%%

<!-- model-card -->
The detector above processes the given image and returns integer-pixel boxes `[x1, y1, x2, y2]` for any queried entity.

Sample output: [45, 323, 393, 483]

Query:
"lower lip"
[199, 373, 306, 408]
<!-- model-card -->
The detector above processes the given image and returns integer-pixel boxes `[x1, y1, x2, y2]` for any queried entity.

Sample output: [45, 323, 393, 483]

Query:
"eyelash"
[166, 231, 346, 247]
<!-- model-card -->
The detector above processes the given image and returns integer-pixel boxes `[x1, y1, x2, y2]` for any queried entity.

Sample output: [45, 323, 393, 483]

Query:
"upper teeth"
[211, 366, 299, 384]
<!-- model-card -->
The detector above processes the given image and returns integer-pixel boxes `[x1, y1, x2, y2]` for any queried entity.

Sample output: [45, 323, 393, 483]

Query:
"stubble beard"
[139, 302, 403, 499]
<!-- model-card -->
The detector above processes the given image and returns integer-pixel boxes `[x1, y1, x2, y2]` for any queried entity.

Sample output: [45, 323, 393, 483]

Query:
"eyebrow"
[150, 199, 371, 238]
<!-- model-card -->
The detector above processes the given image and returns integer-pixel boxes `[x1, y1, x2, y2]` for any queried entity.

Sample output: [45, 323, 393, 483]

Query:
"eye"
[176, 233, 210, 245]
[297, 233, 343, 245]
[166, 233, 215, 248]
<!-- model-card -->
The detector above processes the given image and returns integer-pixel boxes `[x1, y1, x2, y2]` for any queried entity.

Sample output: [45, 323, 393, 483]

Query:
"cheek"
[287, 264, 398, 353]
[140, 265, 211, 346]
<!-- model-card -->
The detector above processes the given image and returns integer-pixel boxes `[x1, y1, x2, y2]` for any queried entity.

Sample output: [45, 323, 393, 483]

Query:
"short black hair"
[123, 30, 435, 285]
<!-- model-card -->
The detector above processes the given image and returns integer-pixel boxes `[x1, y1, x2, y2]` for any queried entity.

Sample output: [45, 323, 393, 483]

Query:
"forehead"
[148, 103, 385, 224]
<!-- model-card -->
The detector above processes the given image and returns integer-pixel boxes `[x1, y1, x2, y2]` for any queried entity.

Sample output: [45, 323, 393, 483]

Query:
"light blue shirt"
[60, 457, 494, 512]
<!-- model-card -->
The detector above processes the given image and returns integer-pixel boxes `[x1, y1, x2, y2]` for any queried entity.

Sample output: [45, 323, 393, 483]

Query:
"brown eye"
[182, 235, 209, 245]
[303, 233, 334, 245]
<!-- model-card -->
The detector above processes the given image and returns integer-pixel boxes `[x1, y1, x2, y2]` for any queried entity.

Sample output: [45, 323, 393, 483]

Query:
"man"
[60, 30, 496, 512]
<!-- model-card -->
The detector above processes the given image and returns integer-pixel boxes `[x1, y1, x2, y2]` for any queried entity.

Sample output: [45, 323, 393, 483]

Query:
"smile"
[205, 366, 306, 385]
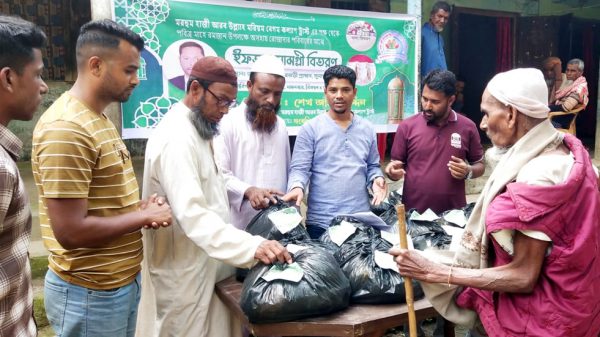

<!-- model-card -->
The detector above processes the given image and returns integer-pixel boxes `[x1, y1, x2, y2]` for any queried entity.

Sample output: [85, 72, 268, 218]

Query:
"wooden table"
[215, 277, 454, 337]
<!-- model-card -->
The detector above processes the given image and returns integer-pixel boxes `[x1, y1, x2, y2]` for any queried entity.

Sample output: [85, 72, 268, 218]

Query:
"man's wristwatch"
[465, 165, 473, 179]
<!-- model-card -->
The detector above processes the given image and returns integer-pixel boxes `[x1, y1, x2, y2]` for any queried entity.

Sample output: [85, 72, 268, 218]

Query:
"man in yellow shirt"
[31, 20, 171, 337]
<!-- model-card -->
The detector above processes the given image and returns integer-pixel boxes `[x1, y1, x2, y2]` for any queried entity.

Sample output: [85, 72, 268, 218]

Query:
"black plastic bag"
[335, 230, 423, 304]
[320, 215, 423, 304]
[235, 198, 310, 282]
[319, 215, 375, 254]
[370, 191, 402, 216]
[240, 246, 350, 323]
[406, 209, 452, 250]
[246, 198, 310, 241]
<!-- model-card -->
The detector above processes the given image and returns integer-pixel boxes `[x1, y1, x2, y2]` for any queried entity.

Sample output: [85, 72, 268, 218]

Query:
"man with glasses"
[0, 15, 48, 337]
[215, 54, 290, 229]
[137, 56, 291, 337]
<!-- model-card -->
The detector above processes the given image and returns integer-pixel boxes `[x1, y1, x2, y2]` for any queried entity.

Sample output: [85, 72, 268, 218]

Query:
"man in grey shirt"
[283, 65, 387, 239]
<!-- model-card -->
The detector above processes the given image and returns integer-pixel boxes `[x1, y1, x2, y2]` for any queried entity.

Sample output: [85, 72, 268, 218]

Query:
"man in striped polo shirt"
[0, 15, 48, 337]
[31, 20, 171, 337]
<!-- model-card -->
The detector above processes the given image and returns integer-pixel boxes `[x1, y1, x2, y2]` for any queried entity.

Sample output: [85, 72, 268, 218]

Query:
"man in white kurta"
[136, 57, 291, 337]
[215, 55, 291, 229]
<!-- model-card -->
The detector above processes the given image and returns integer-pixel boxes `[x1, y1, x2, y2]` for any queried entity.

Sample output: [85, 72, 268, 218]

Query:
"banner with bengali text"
[112, 0, 418, 138]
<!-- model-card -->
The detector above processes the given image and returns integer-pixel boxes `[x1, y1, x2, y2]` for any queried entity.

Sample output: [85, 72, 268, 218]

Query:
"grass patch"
[33, 297, 50, 328]
[29, 256, 48, 280]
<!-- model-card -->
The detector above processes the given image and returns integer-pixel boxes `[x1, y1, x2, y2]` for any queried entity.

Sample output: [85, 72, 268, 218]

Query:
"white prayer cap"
[487, 68, 550, 118]
[250, 54, 285, 77]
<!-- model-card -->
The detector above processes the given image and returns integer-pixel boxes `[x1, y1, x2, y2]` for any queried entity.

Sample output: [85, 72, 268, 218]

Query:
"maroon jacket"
[457, 135, 600, 337]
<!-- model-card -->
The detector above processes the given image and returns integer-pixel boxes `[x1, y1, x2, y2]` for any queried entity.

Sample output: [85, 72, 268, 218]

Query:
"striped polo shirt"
[31, 93, 142, 289]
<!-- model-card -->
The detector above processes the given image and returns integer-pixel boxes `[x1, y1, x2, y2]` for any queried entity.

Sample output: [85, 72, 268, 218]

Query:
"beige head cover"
[487, 68, 550, 118]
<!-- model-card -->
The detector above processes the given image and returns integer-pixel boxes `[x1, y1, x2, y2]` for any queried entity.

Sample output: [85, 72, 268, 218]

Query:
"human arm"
[448, 156, 485, 180]
[45, 198, 172, 249]
[32, 121, 171, 249]
[385, 123, 407, 181]
[371, 176, 388, 206]
[367, 132, 387, 205]
[282, 124, 315, 206]
[390, 231, 549, 293]
[385, 160, 406, 181]
[155, 133, 291, 267]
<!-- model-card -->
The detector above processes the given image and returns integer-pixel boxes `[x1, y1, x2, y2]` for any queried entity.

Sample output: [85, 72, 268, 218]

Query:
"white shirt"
[136, 103, 264, 337]
[214, 103, 290, 229]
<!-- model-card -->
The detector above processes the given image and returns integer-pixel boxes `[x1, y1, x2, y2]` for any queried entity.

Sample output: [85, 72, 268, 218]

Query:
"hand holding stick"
[396, 204, 417, 337]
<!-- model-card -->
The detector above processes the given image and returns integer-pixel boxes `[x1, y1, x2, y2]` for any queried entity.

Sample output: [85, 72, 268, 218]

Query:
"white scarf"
[421, 120, 563, 327]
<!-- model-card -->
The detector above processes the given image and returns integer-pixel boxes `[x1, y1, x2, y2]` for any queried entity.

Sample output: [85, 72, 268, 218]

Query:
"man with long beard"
[215, 54, 290, 229]
[137, 56, 291, 337]
[421, 1, 452, 78]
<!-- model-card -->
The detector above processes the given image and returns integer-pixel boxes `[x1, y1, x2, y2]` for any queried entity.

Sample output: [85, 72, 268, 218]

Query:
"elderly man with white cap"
[215, 54, 291, 229]
[391, 69, 600, 337]
[137, 56, 292, 337]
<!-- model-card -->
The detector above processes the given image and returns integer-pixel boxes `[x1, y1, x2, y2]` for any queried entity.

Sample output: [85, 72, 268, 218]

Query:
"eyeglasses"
[205, 88, 237, 108]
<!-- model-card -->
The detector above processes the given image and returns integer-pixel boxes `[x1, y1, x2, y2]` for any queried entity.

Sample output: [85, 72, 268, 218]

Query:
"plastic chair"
[548, 105, 585, 135]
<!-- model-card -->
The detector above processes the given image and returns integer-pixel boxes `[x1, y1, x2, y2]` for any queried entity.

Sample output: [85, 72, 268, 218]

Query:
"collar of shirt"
[325, 111, 358, 132]
[0, 124, 23, 161]
[421, 110, 458, 127]
[423, 21, 440, 35]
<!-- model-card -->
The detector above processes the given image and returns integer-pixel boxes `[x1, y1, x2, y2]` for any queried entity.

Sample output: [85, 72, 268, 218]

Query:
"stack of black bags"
[238, 200, 350, 323]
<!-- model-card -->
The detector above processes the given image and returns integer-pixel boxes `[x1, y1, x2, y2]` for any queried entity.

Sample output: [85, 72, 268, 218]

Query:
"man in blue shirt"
[283, 65, 387, 239]
[421, 1, 452, 78]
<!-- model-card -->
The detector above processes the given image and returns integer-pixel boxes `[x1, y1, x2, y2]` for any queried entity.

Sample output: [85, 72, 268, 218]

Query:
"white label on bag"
[262, 262, 304, 283]
[285, 243, 307, 254]
[381, 231, 414, 249]
[328, 220, 356, 246]
[381, 231, 400, 246]
[444, 209, 467, 228]
[410, 208, 440, 221]
[374, 250, 400, 274]
[268, 207, 302, 234]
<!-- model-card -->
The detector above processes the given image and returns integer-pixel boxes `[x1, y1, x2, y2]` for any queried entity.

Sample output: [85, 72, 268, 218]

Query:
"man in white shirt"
[136, 56, 292, 337]
[215, 54, 290, 229]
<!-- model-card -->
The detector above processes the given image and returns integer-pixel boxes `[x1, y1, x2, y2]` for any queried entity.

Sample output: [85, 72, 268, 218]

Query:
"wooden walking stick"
[396, 204, 417, 337]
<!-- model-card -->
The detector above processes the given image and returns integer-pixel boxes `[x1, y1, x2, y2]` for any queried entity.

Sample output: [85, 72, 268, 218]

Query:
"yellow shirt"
[31, 93, 142, 289]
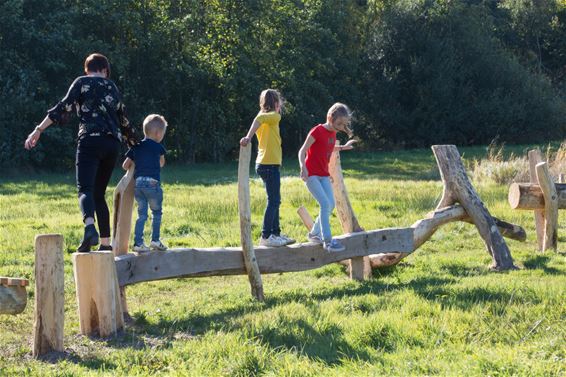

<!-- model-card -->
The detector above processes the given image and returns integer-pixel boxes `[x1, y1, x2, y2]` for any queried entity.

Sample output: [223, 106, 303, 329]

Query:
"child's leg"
[256, 165, 281, 238]
[148, 184, 163, 242]
[134, 182, 147, 245]
[307, 176, 334, 242]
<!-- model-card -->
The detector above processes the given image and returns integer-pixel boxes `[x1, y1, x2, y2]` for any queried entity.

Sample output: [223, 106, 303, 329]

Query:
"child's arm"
[240, 118, 260, 147]
[122, 157, 134, 170]
[334, 139, 358, 151]
[299, 134, 315, 181]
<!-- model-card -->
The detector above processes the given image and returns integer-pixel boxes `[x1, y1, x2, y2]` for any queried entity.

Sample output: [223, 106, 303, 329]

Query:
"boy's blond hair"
[143, 114, 167, 135]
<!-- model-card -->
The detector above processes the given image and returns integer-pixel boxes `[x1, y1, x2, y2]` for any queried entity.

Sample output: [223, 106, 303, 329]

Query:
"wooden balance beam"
[115, 228, 413, 286]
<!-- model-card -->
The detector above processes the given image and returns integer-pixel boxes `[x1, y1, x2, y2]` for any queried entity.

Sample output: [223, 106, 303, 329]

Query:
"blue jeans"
[134, 177, 163, 245]
[256, 164, 281, 238]
[306, 175, 334, 242]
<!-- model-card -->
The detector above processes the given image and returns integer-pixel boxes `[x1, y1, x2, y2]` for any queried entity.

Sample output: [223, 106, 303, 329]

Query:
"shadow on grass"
[523, 255, 562, 275]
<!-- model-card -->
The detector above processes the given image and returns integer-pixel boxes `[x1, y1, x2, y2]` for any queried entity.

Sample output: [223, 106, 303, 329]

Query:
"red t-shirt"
[305, 124, 336, 177]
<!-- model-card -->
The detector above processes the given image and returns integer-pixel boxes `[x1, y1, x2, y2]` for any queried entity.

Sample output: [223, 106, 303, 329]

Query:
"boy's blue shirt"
[126, 138, 167, 181]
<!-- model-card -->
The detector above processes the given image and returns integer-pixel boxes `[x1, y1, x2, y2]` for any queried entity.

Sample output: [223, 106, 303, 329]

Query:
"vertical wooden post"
[73, 251, 124, 337]
[112, 164, 135, 318]
[528, 149, 545, 251]
[328, 141, 372, 280]
[535, 162, 558, 251]
[238, 144, 264, 301]
[32, 234, 65, 357]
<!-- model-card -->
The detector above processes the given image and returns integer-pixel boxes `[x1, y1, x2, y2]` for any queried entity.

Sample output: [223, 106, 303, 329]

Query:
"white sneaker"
[278, 233, 297, 245]
[132, 243, 149, 253]
[259, 234, 286, 247]
[149, 241, 167, 251]
[307, 232, 324, 244]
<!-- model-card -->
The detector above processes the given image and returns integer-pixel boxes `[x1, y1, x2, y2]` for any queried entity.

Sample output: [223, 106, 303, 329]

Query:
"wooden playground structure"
[0, 145, 526, 356]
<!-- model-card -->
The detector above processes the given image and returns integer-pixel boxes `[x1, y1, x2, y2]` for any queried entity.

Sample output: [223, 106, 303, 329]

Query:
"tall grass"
[0, 148, 566, 376]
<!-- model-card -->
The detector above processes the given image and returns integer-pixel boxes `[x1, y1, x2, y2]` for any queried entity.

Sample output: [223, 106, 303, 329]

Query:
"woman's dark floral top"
[47, 76, 137, 146]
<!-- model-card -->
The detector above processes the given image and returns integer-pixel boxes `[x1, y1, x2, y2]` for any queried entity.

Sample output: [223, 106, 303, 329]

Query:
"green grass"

%%

## The problem
Identify every line in the entries above that contains the word "black".

## Solved problem
"short black hair"
"black plastic bag"
"stack of black bags"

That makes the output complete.